#### PySpark transformation

This notebook serves as an example collection of common PySpark functions/utilities for transformation. All basic functions will be shown with instructions, together with examples.

We first import `SparkContext`. It is the main entry point for spark functionality. <br>
`SparkContext` represents the connection to a Spark cluster, and can be used to create RDDs. <br>
Note: Only one `SparkContext` can be activated per JVM.

In [1]:
import pyspark
from pyspark import SparkConf
from pyspark import SparkContext

In [2]:
# define configuration
conf = SparkConf().setAppName("Spark_Demo").setMaster("local")
# and use the predefined configuration to start a Spark session
sc = SparkContext(conf=conf)

Setting default log level to "WARN".
To adjust logging level use sc.setLogLevel(newLevel). For SparkR, use setLogLevel(newLevel).
23/05/29 22:27:00 WARN NativeCodeLoader: Unable to load native-hadoop library for your platform... using builtin-java classes where applicable


In [3]:
sc.getConf().getAll()

[('spark.master', 'local'),
 ('spark.driver.port', '62728'),
 ('spark.driver.host', 'yangs-mac-mini.home'),
 ('spark.executor.id', 'driver'),
 ('spark.app.name', 'Spark_Demo'),
 ('spark.app.startTime', '1684687150600'),
 ('spark.app.submitTime', '1684687150416'),
 ('spark.driver.extraJavaOptions',
  '-Djava.net.preferIPv6Addresses=false -XX:+IgnoreUnrecognizedVMOptions --add-opens=java.base/java.lang=ALL-UNNAMED --add-opens=java.base/java.lang.invoke=ALL-UNNAMED --add-opens=java.base/java.lang.reflect=ALL-UNNAMED --add-opens=java.base/java.io=ALL-UNNAMED --add-opens=java.base/java.net=ALL-UNNAMED --add-opens=java.base/java.nio=ALL-UNNAMED --add-opens=java.base/java.util=ALL-UNNAMED --add-opens=java.base/java.util.concurrent=ALL-UNNAMED --add-opens=java.base/java.util.concurrent.atomic=ALL-UNNAMED --add-opens=java.base/sun.nio.ch=ALL-UNNAMED --add-opens=java.base/sun.nio.cs=ALL-UNNAMED --add-opens=java.base/sun.security.action=ALL-UNNAMED --add-opens=java.base/sun.util.calendar=ALL-UNNA

In [None]:
sc.stop()

◆ ◆ ◆ ◆

INSTRUCTION: Please extend the PySpark transformation notebook, starting right after its last cell. The material after this is separate from the PySpark transformation notebook.

DATA EXCERPT:

◆ ◆ ◆ ◆

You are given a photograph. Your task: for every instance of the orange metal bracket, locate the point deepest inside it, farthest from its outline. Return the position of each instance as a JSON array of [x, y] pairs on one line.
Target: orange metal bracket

◆ ◆ ◆ ◆

RESULT OF THIS TASK:
We can also start a Spark session without specifying configuration.

In [2]:
sc = SparkContext()
sc.setLogLevel("Error")

Setting default log level to "WARN".
To adjust logging level use sc.setLogLevel(newLevel). For SparkR, use setLogLevel(newLevel).
23/08/02 22:05:59 WARN NativeCodeLoader: Unable to load native-hadoop library for your platform... using builtin-java classes where applicable


In [3]:
sc.getConf().getAll()

[('spark.driver.host', 'yangs-mac-mini.home'),
 ('spark.executor.id', 'driver'),
 ('spark.app.id', 'local-1691006759971'),
 ('spark.app.name', 'pyspark-shell'),
 ('spark.app.submitTime', '1691006759374'),
 ('spark.app.startTime', '1691006759471'),
 ('spark.driver.extraJavaOptions',
  '-Djava.net.preferIPv6Addresses=false -XX:+IgnoreUnrecognizedVMOptions --add-opens=java.base/java.lang=ALL-UNNAMED --add-opens=java.base/java.lang.invoke=ALL-UNNAMED --add-opens=java.base/java.lang.reflect=ALL-UNNAMED --add-opens=java.base/java.io=ALL-UNNAMED --add-opens=java.base/java.net=ALL-UNNAMED --add-opens=java.base/java.nio=ALL-UNNAMED --add-opens=java.base/java.util=ALL-UNNAMED --add-opens=java.base/java.util.concurrent=ALL-UNNAMED --add-opens=java.base/java.util.concurrent.atomic=ALL-UNNAMED --add-opens=java.base/sun.nio.ch=ALL-UNNAMED --add-opens=java.base/sun.nio.cs=ALL-UNNAMED --add-opens=java.base/sun.security.action=ALL-UNNAMED --add-opens=java.base/sun.util.calendar=ALL-UNNAMED --add-opens=

To monitor the process of spark, check localhost:4040

In [4]:
spark = pyspark.sql.SparkSession.builder.getOrCreate()

#### Create RDD
Resilient Distributed Dataset is simply an immutable distributed collections of objects. <br>
Each RDD is split into multiple partitions, which can be computed on different nodes of cluster.


There are two type of operations with RDD:
- Action
- Transformation

Here are some actions.

In [5]:
# create an RDD manualy
data = sc.parallelize([1,2,3,4,5,6,7,8,9,1])
# we can use `collect` action to check the data
data.collect()

[1, 2, 3, 4, 5, 6, 7, 8, 9, 1]

However, `collect` will return all data, which means it will load everything into memory. It is very computational expensive. <br>
To be more efficient, just use `take` to check a certain number of elements.

In [6]:
data.take(5)

[1, 2, 3, 4, 5]

In [7]:
data.first()

1

In [8]:
data.count()

10

In [9]:
data.countByValue()

defaultdict(int, {1: 2, 2: 1, 3: 1, 4: 1, 5: 1, 6: 1, 7: 1, 8: 1, 9: 1})

In [10]:
type(data)

pyspark.rdd.RDD

RDD does not allow to refer each data to each worker. In order to check data by partition, we need to use glom, which returns data in a `list` like format.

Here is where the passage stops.